DataDog / dd-trace-rb

Datadog Tracing Ruby Client
https://docs.datadoghq.com/tracing/
Other
306 stars 375 forks source link

Handling "payload too large" because of huge INSERT SQLs created by activerecord-import #1750

Open mizukami234 opened 2 years ago

mizukami234 commented 2 years ago

Hi, I'm using activerecord integration. I looked into some missing traces and finally I found that those traces contain huge INSERT SQL (nearly 5MiB) created by activerecord-import gem and had been dropped as "payload too large".

I tried partial_flush option, but this did not resolve this issue. It still says the same message in debug mode. Isn't it a solution to handle this issue?

Or, is there any other solution? (I'm looking for something like silencing feature because I don't need to view this SQL's shape from datadog UI)

PS

my environment ddtrace 0.53.0 rails 6.1.4.1 ruby2.7

delner commented 2 years ago

Quick theory off the top of my head: the SQL instrumentation tags the query on the span, and that tag exceeds a size limit as its sent to the agent, hence the error.

Perhaps the answer is to put some kind of size limit on SQL query tags, or more generally tags?

mizukami234 commented 2 years ago

@delner

Perhaps the answer is to put some kind of size limit on SQL query tags, or more generally tags?

I don't know how these ways potentially affect to other traces, but both look good for me now.

marcotc commented 2 years ago

@mizukami234, to aid with our discussion, would you know long this query actually is (in number bytes or characters)?

#### Tasks for this exercise
[1] Reproduce everything in the dd-trace-rb issue thread from "I tried partial_flush" down to "handle this issue?".
[2] Translate this sentence from the dd-trace-rb issue thread into Spanish: "I tried partial_flush option, but this did not resolve this issue."
[3] Pick up the dd-trace-rb issue thread about oversized INSERT queries and continue it from its last comment.

#### Data shown
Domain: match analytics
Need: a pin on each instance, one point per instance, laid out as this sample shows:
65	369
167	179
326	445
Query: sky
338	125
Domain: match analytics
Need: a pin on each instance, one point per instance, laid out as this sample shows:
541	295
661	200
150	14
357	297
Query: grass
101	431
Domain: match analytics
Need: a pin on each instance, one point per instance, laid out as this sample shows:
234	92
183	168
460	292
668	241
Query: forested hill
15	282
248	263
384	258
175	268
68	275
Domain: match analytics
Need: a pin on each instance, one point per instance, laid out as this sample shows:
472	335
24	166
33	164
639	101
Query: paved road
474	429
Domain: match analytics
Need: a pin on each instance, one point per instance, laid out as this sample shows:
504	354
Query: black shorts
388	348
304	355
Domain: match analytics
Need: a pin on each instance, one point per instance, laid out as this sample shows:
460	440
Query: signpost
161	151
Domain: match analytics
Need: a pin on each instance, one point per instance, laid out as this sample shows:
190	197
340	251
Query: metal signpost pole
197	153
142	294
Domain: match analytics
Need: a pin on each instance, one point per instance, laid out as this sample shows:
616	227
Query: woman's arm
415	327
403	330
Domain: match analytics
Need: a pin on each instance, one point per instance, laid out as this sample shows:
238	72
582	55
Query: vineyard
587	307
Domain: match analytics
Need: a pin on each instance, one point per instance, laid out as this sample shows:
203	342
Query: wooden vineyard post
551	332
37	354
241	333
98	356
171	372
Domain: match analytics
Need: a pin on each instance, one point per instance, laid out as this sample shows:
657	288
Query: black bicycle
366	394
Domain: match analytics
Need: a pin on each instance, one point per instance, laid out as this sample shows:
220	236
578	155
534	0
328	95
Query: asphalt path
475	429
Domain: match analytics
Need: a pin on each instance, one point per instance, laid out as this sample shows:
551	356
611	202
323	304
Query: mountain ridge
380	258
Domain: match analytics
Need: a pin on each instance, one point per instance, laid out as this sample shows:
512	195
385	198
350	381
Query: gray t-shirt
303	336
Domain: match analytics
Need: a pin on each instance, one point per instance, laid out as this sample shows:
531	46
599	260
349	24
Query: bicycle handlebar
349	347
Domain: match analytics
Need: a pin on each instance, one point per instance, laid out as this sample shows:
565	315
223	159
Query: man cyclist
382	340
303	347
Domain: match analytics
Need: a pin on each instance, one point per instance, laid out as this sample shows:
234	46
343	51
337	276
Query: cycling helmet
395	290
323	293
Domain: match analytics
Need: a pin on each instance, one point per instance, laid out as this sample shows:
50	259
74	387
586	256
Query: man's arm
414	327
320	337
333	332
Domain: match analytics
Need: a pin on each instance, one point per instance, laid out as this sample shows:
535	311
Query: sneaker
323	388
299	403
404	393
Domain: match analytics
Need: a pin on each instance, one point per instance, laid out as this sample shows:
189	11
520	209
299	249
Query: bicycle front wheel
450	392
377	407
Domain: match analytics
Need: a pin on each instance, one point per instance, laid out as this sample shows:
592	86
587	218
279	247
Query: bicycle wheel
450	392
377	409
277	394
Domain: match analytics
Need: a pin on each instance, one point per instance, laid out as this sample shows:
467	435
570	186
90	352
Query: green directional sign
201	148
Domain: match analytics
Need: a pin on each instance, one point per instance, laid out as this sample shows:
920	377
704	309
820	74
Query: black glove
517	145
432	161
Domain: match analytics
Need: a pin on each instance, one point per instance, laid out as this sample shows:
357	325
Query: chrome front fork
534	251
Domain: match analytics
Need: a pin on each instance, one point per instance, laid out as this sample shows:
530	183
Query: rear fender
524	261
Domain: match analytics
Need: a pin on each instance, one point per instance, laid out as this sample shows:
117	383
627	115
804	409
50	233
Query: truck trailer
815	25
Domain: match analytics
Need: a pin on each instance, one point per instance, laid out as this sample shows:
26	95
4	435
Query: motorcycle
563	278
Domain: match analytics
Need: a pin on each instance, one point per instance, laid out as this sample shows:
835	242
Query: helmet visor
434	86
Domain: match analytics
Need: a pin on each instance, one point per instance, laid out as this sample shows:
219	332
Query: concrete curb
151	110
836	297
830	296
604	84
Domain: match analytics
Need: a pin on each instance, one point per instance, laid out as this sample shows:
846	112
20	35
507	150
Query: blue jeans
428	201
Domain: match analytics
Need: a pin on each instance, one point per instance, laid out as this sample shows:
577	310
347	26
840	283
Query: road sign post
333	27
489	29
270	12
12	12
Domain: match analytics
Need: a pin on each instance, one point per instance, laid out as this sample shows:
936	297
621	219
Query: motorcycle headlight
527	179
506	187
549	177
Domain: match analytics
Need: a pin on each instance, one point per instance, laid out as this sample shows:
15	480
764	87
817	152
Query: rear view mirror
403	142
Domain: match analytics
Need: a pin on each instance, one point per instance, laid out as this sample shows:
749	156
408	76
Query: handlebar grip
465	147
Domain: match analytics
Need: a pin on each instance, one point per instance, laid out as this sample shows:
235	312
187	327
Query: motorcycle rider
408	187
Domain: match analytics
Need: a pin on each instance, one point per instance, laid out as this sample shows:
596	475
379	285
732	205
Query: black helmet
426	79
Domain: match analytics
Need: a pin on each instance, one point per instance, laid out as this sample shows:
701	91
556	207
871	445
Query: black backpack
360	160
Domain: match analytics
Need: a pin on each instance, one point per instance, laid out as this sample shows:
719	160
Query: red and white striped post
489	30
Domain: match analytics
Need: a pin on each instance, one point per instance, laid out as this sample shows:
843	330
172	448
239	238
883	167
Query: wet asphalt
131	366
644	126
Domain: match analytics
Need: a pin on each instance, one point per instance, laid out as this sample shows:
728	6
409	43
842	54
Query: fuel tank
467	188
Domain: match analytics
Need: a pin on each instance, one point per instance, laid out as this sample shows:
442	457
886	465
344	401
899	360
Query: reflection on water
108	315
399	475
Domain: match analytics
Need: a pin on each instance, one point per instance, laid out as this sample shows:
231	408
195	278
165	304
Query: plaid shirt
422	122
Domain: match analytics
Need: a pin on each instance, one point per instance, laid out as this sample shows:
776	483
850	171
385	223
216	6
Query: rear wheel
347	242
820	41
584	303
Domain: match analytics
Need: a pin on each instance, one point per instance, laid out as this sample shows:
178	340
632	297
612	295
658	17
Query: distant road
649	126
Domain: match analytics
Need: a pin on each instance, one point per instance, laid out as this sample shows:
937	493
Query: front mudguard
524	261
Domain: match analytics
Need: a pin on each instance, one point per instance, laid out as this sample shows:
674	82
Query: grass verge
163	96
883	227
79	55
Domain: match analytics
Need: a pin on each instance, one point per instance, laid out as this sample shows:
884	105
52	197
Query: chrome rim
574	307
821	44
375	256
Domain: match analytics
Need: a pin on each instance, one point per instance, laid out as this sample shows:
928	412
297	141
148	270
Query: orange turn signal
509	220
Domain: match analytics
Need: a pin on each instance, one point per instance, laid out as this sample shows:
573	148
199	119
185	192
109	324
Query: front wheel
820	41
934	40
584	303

#### Replies
[1]
I tried partial_flush option, but this did not resolve this issue. It still says the same message in debug mode. Isn't it a solution to handle this issue?

[2] Probé la opción partial_flush, pero esto no resolvió este problema.

[3]
mizukami234 commented 2 years ago

@marcotc

1MiB ~ 10MiB in my case. It easily grows bigger.

My simplified debug log shown below. Resource field is extremely huge! The VALUE clause length per a record is nearly 160 bytes where the number of records would be 5000 ~ 50000. Potentiall grows by O(Column Size * Record Size).

myapp-sidekiq-1  |  Name: postgres.query
myapp-sidekiq-1  | Span ID: 1430865000297426775
myapp-sidekiq-1  | Parent ID: 3737102368397088761
myapp-sidekiq-1  | Trace ID: 4195826364147550648
myapp-sidekiq-1  | Type: sql
myapp-sidekiq-1  | Service: myapp-postgres
myapp-sidekiq-1  | Resource: INSERT INTO "mytable" ("column1", ...,"columnN") VALUES (value11, ..., value1N), ..., (valueM1, ..., valueMN) RETURNING "id"
myapp-sidekiq-1  | Error: 0
myapp-sidekiq-1  | Start: 1636275862504337664
myapp-sidekiq-1  | End: 1636275862606366976
myapp-sidekiq-1  | Duration: 0.10204320799994093
myapp-sidekiq-1  | Allocations: 1382
myapp-sidekiq-1  | Tags: [
myapp-sidekiq-1  |    env => development,
myapp-sidekiq-1  |    peer.service => myapp-postgres,
myapp-sidekiq-1  |    active_record.db.vendor => postgres,
myapp-sidekiq-1  |    active_record.db.name => myapp_base,
myapp-sidekiq-1  |    out.host => mydbhost]
myapp-sidekiq-1  | Metrics: [ out.port => 5432.0],
sco11morgan commented 2 years ago

@mizukami234 I don't see any tracing in activerecord-import. Perhaps you have the Datadog mysql2 integration configured? It does trace SQL.

nvm. I missed your example above that had postgres.query.

Perhaps the answer is to put some kind of size limit on SQL query tags, or more generally tags?

@delner Had a good idea with limiting the SQL. What's a good limit, 4k?

sco11morgan commented 2 years ago

Other developers expect 200k SQL payloads, so we'll have to make truncation optional.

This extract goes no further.